◆ WHAT YOU WILL DO:
Rewrite the lines of every record, changing "thickest part" to "widest part" and keeping everything else the same. Leave the pictures out of your answer.

◆ DATASET:
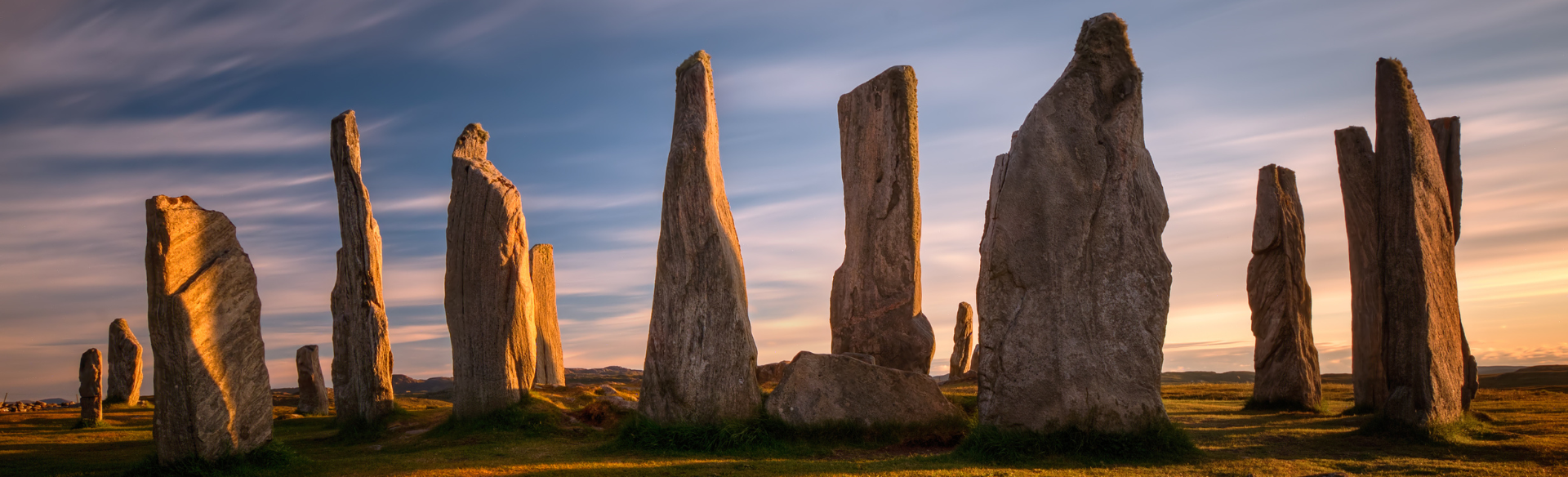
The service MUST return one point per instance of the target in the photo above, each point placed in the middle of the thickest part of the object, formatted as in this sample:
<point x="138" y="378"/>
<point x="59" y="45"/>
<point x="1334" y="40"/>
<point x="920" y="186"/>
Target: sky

◆ ANSWER IN FULL:
The service MUST return one point per instance of the target in the photo above, each point placed in the middle of the widest part of the object, formatted as in this sample:
<point x="138" y="378"/>
<point x="59" y="45"/>
<point x="1334" y="40"/>
<point x="920" y="186"/>
Target: sky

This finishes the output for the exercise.